Sifat politik luar negeri Indonesia yang bebas aktif bermula dari konsepsi Wakil Presiden Drs. Mohammad Hatta dalam pidatonya yang berjudul Mendayung di Antara Dua Karang. Munculnya sifat politik luar negeri Indonesia didasari oleh kondisi Perang Dingin dalam konstelasi politik global. Secara keseluruhan, politik luar negeri Indonesia tidak hanya bersifat bebas aktif saja, tetapi politik luar negeri Indonesia juga selalu mengikuti arah perkembangan konstelasi global.

Berikut rumusan sifat politik luar negeri Indonesia :

a. Bebas Aktif

Sifat bebas aktif dilandasi oleh alinea keempat dalam Pembukaan UUD 1945 yang menyatakan bahwa Indonesia turut serta dalam melaksanakan ketertiban dunia yang berdasarkan kemerdekaan, perdamaian abadi, dan keadilan sosial. Sifat bebas aktif ini mengegaskan bahwa Indonesia tidak menoleransi adanya intervensi di dalam urusan sebuah negara.

b. Antikolonialisme

Dengan sifat antikolonialisme Indonesia menentang secara tegas adanya bentuk penguasaan atau penjajahan oleh satu negara terhadap negara lainnya.

c. Orientasi pada Kepentingan Nasional

Politik luar negeri Indonesia ditujukan untuk pencapaian kepentingan nasional.

d. Demokratis

Demokratis artinya bahwa segala keputusan konvensi yang dilakukan oleh Indonesia dengan negara lain harus mendapatkan persetujuan dari wakil rakyat melalui DPR.

Landasan idiil luar negeri Indonesia adalah Pancasila, sedangkan landasan konstitusionalnya adalah Pembukaan UUD 1945 alinea keempat. Pemerintah Republik Indonesia pada tanggal 2 September 1948 secara jelas menyatakan pandangannya tentang politik luar negeri Indonesia di depan sidang Badan Pekerja Komite Nasional Indonesia Pusat (BPKNIP). 

Rumusan-rumusan politik luar negeri Indonesia adalah sebagai berikut :

a. Drs. Moh. Hatta dalam bukunya yang berjudul Dasar-Dasar Politik Luar Negeri Republik Indonesia, mempertegas pernyataan politik luar negeri Republik Indonesia. 

Dalam buku tersebut dirumuskan tujuan politik luar negeri Indonesia antara lain sebagai berikut.

  1. Mempertahankan kemerdekaan bangsa dan menjaga keselamatan negara.
  2. Memperoleh barang-barang dari luar untuk memperbesar kemakmuran rakyat.
  3. Meningkatkan perdamaian internasional karena hanya dalam keadaan damai Indonesia dapat membangun.
  4. Meningkatkanpersaudaraan segala bangsa sebagai cita-cita yang tersimpul dalam Pancasila, dasar, dan falsafah negara Indonesia.

b. Dalam GBHN tahun 1978 merumuskan hal senada dengan apa yang dirumuskan oleh Drs. Moh. Hatta.

### Data yang Diberikan
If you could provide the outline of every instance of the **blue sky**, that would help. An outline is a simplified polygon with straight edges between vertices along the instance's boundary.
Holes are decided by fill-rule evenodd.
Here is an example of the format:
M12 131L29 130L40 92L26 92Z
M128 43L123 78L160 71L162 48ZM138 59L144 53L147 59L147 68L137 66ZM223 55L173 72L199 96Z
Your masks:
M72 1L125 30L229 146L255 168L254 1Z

### Ringkasan Tugas
Menurut artikel tentang politik luar negeri Indonesia, apa judul pidato Wakil Presiden Mohammad Hatta yang menjadi awal konsepsi sifat bebas aktif? Baris-baris data tersebut tidak berhubungan dengan artikel.

### Jawaban Benar
Mendayung di Antara Dua Karang.